---- PASSAGE PROVIDED

I found out about #Reverb11 through Kaileen‘s blog. I then found Geekin Hard. I can’t decide whose to choose. Some prompts I have experienced and others I haven’t. So I am using a combo of both to get my through my first reverb. I hope I don’t fail. I think it is a great time to reflect on the past year. As I was reading the prompts, my mind went blank. Is this a challenge I can take on and truly dive into and embrace? It’s kind of nerve wrecking to think about the past year. So here it goes:
Prompt 1: One Word – Encapsulate the year 2011 in one word. Explain why you’re choosing that word. Now, imagine it’s one year from today, what would you like the word to be that captures 2012 for you?
Challenging: 2011 has been quite a challenge for me all around. Every aspect of my life has been challenging: work, family, friends, relationships, home, health, happiness. It seems like everything has taken a hit one way or another. My work environment has been toxic for some time now by no faults of my own but by colleagues and changes. My relationship with my sister has been wounded for reasons I don’t understand. My family has faced monetary and health challenges. My home doesn’t feel like a home to me. It feels empty and cold. My health and those close to me have not been up to par. And frankly, I am just not happy these last few months…with anything. I am definitely ready for a new year, a new beginning, a fresh start.

--------

- _EXERCISE DIRECTIONS_:
Decide whether each statement agrees with the #Reverb11 post above, answering yes or no and quoting the words of the post that settle it.
(a) The writer came across Geekin Hard before learning about #Reverb11 through Kaileen's blog.
(b) The one word the writer picks for 2011 is "Challenging."
(c) The writer attributes the toxic work environment to the writer's own faults.

---- EXTRACTED RECORDS

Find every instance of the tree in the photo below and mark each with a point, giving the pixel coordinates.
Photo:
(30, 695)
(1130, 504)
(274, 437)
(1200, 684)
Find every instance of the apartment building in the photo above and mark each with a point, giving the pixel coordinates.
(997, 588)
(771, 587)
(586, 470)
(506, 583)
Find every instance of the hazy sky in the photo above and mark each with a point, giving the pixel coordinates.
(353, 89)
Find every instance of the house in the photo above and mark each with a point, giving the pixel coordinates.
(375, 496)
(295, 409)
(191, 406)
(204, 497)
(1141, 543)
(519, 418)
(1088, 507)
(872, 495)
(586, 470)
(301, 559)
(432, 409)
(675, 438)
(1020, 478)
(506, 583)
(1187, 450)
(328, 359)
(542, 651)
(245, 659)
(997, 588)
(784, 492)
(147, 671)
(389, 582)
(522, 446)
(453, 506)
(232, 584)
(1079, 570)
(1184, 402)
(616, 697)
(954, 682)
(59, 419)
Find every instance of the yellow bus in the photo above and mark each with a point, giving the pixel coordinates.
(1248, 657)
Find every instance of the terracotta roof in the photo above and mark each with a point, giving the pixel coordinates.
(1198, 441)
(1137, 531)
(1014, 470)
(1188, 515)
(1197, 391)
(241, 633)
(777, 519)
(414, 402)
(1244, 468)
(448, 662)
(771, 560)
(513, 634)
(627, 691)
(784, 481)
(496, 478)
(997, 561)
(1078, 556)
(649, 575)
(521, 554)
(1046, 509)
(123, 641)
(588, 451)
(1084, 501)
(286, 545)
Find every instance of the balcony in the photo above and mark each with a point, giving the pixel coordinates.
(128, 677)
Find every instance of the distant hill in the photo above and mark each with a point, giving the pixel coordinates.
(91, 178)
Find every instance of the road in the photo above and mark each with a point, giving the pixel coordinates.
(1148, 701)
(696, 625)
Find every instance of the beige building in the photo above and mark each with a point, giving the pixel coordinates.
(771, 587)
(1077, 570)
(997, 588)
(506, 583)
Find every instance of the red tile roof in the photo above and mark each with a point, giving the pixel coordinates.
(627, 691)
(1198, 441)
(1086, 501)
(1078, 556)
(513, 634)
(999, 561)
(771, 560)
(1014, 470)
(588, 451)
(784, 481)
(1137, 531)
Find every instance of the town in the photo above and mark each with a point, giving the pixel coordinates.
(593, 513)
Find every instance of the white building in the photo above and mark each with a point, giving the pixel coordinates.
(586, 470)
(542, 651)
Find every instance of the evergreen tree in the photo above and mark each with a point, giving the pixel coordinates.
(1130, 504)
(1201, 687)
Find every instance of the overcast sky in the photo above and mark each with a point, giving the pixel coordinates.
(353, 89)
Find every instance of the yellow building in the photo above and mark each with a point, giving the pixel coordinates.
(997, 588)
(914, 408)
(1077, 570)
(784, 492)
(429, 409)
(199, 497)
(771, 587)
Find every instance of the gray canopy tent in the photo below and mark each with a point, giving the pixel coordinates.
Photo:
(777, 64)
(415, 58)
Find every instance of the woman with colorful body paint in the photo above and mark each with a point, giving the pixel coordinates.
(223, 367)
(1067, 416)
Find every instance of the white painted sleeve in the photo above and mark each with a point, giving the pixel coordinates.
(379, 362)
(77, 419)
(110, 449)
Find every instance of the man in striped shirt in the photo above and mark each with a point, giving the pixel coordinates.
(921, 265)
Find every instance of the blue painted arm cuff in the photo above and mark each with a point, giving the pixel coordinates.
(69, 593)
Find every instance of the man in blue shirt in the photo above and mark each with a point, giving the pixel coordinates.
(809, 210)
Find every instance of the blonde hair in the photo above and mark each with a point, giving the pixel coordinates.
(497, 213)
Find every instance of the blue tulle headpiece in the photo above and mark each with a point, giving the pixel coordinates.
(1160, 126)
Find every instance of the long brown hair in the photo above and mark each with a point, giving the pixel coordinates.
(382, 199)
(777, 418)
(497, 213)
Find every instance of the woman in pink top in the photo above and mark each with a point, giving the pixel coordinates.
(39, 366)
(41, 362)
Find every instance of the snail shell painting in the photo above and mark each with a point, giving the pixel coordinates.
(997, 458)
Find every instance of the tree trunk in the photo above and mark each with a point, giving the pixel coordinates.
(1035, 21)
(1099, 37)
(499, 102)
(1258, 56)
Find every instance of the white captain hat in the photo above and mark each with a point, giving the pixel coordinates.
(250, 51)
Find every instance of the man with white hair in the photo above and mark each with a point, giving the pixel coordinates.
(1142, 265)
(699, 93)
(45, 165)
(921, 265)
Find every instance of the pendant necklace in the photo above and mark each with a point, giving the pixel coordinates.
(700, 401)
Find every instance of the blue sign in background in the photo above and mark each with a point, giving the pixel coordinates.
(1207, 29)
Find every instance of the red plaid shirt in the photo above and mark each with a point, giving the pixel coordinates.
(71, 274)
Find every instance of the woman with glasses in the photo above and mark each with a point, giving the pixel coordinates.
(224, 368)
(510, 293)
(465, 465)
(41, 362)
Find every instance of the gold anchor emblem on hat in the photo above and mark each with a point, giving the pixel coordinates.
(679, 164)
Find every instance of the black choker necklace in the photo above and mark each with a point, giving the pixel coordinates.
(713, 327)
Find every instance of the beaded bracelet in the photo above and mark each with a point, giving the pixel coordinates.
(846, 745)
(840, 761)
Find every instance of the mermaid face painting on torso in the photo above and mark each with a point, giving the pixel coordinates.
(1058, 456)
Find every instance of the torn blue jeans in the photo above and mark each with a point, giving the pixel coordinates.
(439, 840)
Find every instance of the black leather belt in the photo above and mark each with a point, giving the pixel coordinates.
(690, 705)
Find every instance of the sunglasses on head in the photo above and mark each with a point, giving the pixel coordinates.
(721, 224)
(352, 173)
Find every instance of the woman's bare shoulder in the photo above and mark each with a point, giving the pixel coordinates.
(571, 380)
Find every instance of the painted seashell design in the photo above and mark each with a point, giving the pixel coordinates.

--------

- _RESPONSE_:
(a) No: "I found out about #Reverb11 through Kaileen‘s blog. I then found Geekin Hard."
(b) Yes: "Challenging: 2011 has been quite a challenge for me all around."
(c) No: "My work environment has been toxic for some time now by no faults of my own but by colleagues and changes."